# [Exercise requirements]
Update the forum post, starting at "on Sep 05, 2003 at 18:04 UTC" and ending at "listed 'Best First'.", and replace "order of evaluation" with "sequence of evaluation" throughout that span.

# [Quoted passage]

Beefy Boxes and Bandwidth Generously Provided by pair Networks
Pathologically Eclectic Rubbish Lister
 
PerlMonks  

Re: Re: Order of operations, mutators, aliasing and whammies

by asarih (Hermit)
on Sep 05, 2003 at 18:04 UTC ( #289310=note: print w/replies, xml ) Need Help??


in reply to Re: Order of operations, mutators, aliasing and whammies
in thread Order of operations, mutators, aliasing and whammies

I disagree with the last piece of advice. Perl does have a defined order of evaluation; it is just not the same as your (or my) assumptions. Imagine that Perl did not have such a defined order of evaluation. How can I trust
print 5+1;
always prints 6, and not 5 (and a warning)?

update: I see that I was confusing precedence and evaluation order.

Replies are listed 'Best First'.
Re: Order of operations, mutators, aliasing and whammies
by Abigail-II (Bishop) on Sep 05, 2003 at 21:31 UTC
    Perl does have a defined order of evaluation;

    Do you know something that neither p5p nor comp.lang.perl.misc knows? Order of evaluation has been discussed recently on both forums, and noone one these forums has been able to show that Perl has a defined order of evaluation. Please quote the relevant parts of the documentation that define order of evaluation in general. (Order of evaluation is defined for &&, ||, and, or and comma in scalar context, but not generally).

    How can I trust
    print 5+1;
    always prints 6, and not 5 (and a warning)?

# [Extracted entries]
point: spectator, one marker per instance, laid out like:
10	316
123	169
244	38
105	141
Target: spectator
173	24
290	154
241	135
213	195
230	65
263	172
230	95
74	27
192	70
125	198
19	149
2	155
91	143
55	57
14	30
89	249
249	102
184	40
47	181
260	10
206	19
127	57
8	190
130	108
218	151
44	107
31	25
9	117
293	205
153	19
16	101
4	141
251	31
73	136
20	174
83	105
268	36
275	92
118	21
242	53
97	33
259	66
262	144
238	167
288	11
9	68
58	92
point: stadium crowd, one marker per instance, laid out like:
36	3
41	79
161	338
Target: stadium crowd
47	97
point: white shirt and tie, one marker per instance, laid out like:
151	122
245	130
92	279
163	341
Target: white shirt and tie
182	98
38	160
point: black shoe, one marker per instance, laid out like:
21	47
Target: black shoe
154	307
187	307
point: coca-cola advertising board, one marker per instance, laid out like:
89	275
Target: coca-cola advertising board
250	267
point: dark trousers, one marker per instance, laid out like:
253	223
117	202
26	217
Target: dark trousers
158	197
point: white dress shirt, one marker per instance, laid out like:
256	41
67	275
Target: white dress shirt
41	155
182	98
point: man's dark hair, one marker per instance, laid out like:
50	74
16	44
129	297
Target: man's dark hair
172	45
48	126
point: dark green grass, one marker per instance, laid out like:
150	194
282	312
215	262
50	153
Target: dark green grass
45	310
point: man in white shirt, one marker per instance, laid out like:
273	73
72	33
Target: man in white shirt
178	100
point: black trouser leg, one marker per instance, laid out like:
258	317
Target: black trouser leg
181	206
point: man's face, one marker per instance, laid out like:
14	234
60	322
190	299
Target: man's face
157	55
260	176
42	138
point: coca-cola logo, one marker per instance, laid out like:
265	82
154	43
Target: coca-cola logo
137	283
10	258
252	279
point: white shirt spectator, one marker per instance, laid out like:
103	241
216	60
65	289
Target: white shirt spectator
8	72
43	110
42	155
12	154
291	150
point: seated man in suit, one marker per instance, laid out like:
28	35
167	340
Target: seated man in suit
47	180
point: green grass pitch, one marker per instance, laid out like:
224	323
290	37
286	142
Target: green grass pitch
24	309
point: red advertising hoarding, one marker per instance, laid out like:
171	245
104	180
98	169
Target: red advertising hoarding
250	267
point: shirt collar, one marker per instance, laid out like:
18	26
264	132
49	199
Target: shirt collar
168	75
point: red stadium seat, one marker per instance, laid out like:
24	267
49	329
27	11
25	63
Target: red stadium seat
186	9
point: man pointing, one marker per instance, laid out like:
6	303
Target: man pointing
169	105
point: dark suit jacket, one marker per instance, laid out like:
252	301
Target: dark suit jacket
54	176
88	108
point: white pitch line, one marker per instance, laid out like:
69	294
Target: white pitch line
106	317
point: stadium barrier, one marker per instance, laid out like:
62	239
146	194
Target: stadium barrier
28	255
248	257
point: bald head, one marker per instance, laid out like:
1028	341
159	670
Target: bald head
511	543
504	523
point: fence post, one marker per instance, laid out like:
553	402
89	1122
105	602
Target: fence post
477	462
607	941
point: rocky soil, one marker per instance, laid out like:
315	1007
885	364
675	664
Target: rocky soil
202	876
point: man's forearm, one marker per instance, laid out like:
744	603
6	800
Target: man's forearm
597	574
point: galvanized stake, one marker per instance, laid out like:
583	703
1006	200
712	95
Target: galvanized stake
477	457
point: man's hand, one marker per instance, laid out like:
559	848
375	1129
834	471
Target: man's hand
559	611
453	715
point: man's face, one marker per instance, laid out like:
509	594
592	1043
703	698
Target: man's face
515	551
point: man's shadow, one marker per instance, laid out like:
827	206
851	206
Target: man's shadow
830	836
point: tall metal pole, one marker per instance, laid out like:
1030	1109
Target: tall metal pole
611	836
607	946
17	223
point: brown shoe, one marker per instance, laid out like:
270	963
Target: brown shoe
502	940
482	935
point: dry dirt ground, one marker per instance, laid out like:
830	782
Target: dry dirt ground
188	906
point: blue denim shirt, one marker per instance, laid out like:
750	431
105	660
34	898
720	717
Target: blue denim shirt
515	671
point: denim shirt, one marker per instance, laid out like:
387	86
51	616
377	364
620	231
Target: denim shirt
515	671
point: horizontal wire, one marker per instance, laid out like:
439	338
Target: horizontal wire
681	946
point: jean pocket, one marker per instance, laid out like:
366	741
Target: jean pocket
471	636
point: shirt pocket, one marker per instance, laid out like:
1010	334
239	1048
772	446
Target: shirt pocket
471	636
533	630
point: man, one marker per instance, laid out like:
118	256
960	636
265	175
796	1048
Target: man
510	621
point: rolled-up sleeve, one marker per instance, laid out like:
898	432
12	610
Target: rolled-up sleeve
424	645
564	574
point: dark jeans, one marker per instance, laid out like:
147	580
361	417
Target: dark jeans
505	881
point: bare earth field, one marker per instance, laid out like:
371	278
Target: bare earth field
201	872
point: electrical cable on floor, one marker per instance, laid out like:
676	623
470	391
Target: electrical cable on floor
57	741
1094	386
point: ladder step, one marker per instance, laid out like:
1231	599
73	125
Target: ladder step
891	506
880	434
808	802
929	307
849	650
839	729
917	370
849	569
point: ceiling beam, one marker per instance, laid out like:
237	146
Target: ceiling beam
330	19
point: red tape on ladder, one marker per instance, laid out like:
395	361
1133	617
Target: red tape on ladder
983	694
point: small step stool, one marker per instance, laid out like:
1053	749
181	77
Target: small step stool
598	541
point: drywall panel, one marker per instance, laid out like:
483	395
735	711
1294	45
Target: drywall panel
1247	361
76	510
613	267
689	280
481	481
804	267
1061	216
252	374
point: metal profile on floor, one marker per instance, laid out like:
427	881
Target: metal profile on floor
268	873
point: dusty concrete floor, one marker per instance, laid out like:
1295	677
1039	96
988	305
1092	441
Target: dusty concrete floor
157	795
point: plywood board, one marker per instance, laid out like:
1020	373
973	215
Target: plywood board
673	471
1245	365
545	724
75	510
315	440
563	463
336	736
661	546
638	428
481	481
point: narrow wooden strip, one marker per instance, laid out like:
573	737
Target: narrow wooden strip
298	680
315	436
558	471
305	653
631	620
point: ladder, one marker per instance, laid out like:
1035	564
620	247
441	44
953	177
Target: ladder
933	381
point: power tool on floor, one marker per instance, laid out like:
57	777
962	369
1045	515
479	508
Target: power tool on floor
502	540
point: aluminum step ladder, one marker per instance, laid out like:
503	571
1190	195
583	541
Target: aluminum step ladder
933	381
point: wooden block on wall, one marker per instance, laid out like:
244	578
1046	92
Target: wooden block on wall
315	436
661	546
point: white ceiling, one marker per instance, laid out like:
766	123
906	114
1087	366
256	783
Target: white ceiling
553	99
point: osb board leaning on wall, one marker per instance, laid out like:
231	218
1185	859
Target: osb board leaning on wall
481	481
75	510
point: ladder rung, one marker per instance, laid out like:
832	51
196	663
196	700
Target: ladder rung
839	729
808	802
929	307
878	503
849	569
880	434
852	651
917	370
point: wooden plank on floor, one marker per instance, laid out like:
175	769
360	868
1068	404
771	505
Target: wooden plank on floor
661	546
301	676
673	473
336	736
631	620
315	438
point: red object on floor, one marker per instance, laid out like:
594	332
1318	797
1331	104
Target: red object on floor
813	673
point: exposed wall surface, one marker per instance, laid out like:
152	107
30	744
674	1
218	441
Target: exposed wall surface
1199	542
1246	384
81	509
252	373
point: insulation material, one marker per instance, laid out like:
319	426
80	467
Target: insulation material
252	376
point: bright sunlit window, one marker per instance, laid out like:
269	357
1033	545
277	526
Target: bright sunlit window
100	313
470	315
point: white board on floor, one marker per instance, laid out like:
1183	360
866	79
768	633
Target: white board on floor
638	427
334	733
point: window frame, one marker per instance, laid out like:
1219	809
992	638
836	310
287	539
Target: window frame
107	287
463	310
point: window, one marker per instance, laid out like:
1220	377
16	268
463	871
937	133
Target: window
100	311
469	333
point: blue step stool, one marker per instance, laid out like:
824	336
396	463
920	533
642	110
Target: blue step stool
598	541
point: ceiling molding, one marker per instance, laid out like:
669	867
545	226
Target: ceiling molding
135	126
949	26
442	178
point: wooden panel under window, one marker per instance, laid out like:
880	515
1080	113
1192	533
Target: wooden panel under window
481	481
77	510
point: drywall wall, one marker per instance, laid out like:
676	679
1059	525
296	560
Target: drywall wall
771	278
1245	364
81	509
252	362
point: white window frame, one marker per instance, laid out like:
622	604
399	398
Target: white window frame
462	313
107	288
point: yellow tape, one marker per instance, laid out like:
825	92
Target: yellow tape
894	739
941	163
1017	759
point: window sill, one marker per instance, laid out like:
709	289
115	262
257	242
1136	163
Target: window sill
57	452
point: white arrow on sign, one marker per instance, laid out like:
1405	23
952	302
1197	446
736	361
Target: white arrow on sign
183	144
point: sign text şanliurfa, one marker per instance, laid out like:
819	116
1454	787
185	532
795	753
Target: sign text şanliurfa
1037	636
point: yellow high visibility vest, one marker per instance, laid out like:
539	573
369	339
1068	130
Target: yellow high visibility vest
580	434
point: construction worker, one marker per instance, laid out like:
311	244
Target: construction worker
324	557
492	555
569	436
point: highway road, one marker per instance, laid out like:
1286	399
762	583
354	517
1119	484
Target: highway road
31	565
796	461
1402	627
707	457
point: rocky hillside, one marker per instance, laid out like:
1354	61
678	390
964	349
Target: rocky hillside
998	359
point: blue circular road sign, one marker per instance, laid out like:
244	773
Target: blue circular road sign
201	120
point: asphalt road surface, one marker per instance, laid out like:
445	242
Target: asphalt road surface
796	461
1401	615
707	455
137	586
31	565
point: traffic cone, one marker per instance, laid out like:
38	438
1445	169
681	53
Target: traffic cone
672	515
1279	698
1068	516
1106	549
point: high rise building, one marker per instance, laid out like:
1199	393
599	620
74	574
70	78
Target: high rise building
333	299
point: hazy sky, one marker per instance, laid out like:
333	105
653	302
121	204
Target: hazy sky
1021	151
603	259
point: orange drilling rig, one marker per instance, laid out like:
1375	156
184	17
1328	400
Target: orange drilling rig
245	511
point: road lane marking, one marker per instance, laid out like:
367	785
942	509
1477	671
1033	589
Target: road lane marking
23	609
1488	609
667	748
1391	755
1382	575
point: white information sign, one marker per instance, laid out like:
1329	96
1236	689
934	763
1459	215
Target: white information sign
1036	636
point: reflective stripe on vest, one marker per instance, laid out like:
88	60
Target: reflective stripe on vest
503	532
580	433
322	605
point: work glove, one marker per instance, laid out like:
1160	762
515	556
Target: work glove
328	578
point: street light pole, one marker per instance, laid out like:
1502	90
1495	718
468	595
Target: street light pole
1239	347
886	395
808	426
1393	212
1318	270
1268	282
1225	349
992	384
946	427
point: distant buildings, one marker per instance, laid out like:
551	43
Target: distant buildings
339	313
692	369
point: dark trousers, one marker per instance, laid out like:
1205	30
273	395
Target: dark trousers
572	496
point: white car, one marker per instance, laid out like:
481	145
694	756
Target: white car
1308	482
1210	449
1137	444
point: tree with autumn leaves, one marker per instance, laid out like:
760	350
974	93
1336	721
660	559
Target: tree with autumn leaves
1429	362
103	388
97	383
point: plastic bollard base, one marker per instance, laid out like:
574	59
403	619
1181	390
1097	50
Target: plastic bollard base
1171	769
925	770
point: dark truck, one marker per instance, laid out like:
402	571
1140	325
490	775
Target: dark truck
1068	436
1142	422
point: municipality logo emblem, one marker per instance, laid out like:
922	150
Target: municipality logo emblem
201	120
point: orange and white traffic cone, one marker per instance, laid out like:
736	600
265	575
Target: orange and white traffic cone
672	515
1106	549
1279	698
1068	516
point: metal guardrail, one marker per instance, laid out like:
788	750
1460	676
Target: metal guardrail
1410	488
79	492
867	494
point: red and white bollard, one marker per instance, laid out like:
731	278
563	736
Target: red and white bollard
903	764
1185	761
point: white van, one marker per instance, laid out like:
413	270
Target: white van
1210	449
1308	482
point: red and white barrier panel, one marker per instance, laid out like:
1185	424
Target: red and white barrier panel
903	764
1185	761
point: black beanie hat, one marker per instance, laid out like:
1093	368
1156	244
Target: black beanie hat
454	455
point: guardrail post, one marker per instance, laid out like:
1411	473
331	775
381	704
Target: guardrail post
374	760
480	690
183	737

# [Output]
on Sep 05, 2003 at 18:04 UTC ( #289310=note: print w/replies, xml ) Need Help??


in reply to Re: Order of operations, mutators, aliasing and whammies
in thread Order of operations, mutators, aliasing and whammies

I disagree with the last piece of advice. Perl does have a defined sequence of evaluation; it is just not the same as your (or my) assumptions. Imagine that Perl did not have such a defined sequence of evaluation. How can I trust
print 5+1;
always prints 6, and not 5 (and a warning)?

update: I see that I was confusing precedence and evaluation order.

Replies are listed 'Best First'.